## Objective
Can you turn the lines of the items below into a numbered list, starting at the line that contains "Guideline reminder: every wispy" and continuing through the end of the items, with that first line included and blank lines left out?

## Raw data
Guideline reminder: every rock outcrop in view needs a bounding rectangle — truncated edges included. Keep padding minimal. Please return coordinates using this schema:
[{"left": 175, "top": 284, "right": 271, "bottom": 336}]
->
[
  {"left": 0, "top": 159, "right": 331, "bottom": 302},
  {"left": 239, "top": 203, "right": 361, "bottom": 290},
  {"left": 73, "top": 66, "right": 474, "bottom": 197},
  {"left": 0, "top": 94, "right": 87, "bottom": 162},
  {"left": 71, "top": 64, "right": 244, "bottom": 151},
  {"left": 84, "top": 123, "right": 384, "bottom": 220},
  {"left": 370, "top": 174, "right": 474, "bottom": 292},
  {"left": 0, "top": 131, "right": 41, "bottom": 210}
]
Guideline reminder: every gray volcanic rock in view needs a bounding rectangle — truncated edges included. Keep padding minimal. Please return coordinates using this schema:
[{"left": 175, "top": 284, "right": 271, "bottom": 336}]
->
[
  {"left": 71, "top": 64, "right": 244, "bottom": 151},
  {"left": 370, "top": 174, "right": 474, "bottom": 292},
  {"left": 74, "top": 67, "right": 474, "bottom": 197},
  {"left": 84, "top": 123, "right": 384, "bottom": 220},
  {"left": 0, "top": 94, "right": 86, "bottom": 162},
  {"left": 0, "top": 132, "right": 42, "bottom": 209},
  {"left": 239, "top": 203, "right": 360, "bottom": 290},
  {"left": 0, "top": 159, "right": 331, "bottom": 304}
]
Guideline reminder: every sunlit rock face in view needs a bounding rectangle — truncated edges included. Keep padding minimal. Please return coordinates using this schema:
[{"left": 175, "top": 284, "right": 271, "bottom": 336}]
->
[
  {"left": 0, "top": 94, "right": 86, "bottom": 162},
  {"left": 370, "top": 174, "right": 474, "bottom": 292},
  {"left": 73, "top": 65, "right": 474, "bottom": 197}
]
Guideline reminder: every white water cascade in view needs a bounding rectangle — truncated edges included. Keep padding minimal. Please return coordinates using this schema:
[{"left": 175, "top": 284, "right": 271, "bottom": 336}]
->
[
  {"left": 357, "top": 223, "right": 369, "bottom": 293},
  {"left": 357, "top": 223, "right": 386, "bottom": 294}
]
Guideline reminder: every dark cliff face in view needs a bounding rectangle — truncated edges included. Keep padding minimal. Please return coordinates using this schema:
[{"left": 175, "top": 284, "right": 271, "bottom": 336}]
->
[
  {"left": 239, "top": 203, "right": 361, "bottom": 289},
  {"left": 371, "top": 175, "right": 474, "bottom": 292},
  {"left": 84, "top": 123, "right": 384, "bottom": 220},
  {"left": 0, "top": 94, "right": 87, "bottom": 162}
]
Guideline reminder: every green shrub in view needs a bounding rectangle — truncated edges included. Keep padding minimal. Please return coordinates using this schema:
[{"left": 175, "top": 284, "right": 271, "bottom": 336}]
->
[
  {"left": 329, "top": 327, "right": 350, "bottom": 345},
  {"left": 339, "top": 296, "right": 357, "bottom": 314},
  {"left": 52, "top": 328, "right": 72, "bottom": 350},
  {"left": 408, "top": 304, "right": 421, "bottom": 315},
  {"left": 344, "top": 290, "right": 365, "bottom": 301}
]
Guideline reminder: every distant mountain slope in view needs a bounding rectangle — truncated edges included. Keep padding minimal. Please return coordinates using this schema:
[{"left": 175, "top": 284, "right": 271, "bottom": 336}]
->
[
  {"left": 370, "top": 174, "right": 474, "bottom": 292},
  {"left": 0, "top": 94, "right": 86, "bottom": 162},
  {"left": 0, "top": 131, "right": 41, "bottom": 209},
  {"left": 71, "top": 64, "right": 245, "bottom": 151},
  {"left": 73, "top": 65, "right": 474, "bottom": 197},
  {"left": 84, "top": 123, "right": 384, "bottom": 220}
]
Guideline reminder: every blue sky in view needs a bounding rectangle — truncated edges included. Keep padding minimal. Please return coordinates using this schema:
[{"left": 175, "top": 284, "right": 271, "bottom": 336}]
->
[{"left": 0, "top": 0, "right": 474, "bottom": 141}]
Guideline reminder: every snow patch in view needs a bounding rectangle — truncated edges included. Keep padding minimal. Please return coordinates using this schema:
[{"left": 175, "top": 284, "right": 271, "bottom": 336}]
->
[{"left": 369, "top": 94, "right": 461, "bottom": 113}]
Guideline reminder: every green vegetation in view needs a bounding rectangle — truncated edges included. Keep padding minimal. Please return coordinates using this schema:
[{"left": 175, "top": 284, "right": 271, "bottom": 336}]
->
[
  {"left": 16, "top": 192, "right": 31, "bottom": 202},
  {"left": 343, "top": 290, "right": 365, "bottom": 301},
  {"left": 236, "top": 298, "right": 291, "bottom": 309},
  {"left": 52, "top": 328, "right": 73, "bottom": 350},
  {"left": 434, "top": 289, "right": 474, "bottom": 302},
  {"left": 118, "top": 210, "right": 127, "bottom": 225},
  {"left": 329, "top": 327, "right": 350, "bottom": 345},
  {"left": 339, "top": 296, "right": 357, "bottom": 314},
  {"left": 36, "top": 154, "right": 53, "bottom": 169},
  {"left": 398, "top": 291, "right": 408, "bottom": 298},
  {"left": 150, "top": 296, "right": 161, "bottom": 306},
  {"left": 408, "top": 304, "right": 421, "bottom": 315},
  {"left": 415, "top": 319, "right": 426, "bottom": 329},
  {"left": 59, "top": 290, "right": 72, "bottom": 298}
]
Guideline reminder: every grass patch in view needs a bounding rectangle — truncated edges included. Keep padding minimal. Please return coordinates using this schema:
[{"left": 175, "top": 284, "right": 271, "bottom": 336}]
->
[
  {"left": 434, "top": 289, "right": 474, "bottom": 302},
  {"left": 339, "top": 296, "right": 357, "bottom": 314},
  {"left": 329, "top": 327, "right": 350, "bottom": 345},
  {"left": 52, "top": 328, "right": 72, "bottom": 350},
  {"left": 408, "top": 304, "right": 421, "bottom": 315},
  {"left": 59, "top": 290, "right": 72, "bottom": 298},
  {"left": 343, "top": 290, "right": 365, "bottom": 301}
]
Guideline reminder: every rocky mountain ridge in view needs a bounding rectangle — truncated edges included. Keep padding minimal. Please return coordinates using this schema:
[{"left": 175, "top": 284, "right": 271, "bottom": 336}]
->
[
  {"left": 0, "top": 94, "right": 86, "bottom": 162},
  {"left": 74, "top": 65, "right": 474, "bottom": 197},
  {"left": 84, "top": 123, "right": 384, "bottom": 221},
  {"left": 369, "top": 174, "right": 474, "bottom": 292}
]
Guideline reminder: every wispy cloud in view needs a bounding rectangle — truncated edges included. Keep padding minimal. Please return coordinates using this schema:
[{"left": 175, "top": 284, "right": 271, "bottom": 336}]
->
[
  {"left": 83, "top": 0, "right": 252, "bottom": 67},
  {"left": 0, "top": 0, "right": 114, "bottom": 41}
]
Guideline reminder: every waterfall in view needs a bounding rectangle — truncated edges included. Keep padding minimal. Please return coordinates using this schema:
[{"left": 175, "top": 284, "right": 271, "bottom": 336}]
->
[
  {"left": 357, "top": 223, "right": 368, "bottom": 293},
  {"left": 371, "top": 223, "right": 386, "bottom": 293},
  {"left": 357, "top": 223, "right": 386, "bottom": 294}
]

## Solution
1. Guideline reminder: every wispy cloud in view needs a bounding rectangle — truncated edges included. Keep padding minimal. Please return coordinates using this schema:
2. [{"left": 175, "top": 284, "right": 271, "bottom": 336}]
3. ->
4. [
5.   {"left": 83, "top": 0, "right": 252, "bottom": 67},
6.   {"left": 0, "top": 0, "right": 114, "bottom": 41}
7. ]
8. Guideline reminder: every waterfall in view needs a bounding rectangle — truncated edges included. Keep padding minimal. Please return coordinates using this schema:
9. [{"left": 175, "top": 284, "right": 271, "bottom": 336}]
10. ->
11. [
12.   {"left": 357, "top": 223, "right": 368, "bottom": 293},
13.   {"left": 371, "top": 223, "right": 386, "bottom": 293},
14.   {"left": 357, "top": 223, "right": 386, "bottom": 294}
15. ]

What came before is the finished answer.